CS302 Lecture Notes - Using upper_bound and lower_bound with a set or map

A feature of sets and maps that often gets overlooked is the ability to search for an item that may or may not be present, and return the item that is "near" it. There are two member functions of both sets and maps that do this:

Are the names counter-intuitive? Yes. Whatever. Let's show an example of a program that uses one. (BTW, if you want more practice, do the 500-point problem from division one of Topcoder SRM 337).

If you took CS140 from me, you may have done the Keno lab. I'll refresh your memory with the preamble to the lab:

We're not redoing the Keno lab, fun as it is. Instead, we have another Keno problem. Casino mogul Ronald Thump (these lecture notes were written well before Mr. Thump ever ran for president...) has contacted you to design a tempting side-bet for his Keno rooms. Of course, he wants it to make him money, but to seem like it makes the gambler money. Here's what you come up with:

The Lucky Loser Bet

  • You choose one number.
  • If that number is one of the 20 picked, then you simply get your money back.
  • However, if it is not one of the 20 picked, then you look at the closest number picked that is greater than yours, and the closest number picked that is less than yours. (Wrap around if there's no number greater or less than yours).
  • If the higher number is closer to yours than the lower number, you win $1.25 on a $1.00 bet.
  • Otherwise, you lose.

Mr. Thump thinks that this is a catchy game. People may well take out "insurance" on their Keno bets by choosing all of their Keno picks as Lucky Losers. At a very high level, it looks like a good bet for the following reason:

If your number is picked, nothing matters. However, if it is not picked, then it would seem as though you have a roughly 50-50 chance of having the closest number picked be higher than yours. You're getting $1.25 instead of $1.00 on what seems to be a 50-50 chance. I'd take those odds!

Now, of course, the odds aren't 50-50. Why? Suppose the numbers 4 and 8 are picked, but 5, 6 and 7 are not. 7 is winning bet, but 6 and 5 are not. In other words, when the interval between picked balls is an odd number i, then there are (i-1)/2 winners and (i+1)/2 losers. Of course, if the interval is an even number, then there are an equal number of winners and losers.

- **DATASET EXTRACT**

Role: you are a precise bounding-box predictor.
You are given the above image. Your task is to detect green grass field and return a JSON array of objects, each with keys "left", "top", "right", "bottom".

- **TASKS TO COMPLETE**
A: In the lecture notes on upper_bound and lower_bound, how much does the Lucky Loser Bet pay on a $1.00 bet when the higher number is closer than the lower one?
B: Please continue the lecture notes on upper_bound and lower_bound, starting right after their final sentence.

- **ANSWERS BELOW**
A: $1.25

B:
It would take some good math to figure out the closed-form probability of the Lucky Loser bet. However, we can simulate, and that's just as good, at least to Mr. Thump. We'll go through a sequence of programs that illustrate a number of points.


Program #1 - using upper_bound

I'm not going through all of this program. The basic version is in keno-ll.cpp. Let's first look at our class definition for a Keno_LL:

class Keno_LL {
  public:
    int NB;                       // Initial parameter: Number of balls in play (80 in our example)
    int NP;                       // Initial parameter: Number of balls picked each time (20 in our example)
    double Payout;                // This is how much you win in the Lucky Loser bet (1.25 in our example)
    int Iterations;               // Number of iterations for the simulation. 0 if interactive
    int Verbose;                  // Output on each iteration, or just at the end?

    set <int> Picked;             // This is used for the balls picked at each iteration

    int Wins, Losses, Ties;       // Stats - total wins, losses and ties
    double Winnings;              // Total winnings (yes, we could calculate from above)
    double N;                     // Iteration so far

    void Pick_Balls();            // Creates Picked randomly
    void Calculate_Payout(int b); // Given a ball b, and set Picked, calculates the payout and updates the stats.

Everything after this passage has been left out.